- Goal
Reproduce all of the items below with "skyscraper" swapped for "tower" and nothing else altered. Omit the pictures from your answer.

start Material for this exercise

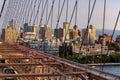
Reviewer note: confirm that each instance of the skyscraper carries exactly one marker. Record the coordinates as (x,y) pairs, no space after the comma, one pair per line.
(45,32)
(90,35)
(66,35)
(10,34)
(30,32)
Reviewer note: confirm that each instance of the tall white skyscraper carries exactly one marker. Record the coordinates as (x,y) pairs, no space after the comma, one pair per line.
(90,36)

end Material for this exercise

- Expected answer
Reviewer note: confirm that each instance of the tower carries exactly one marker. Record the coordinates as (x,y) pairs, no space after the comma, one pair per line.
(45,32)
(90,35)
(66,35)
(10,34)
(30,32)
Reviewer note: confirm that each instance of the tall white tower carries exactly one marker. Record the coordinates as (x,y) pairs, no space after the comma, one pair per line.
(90,36)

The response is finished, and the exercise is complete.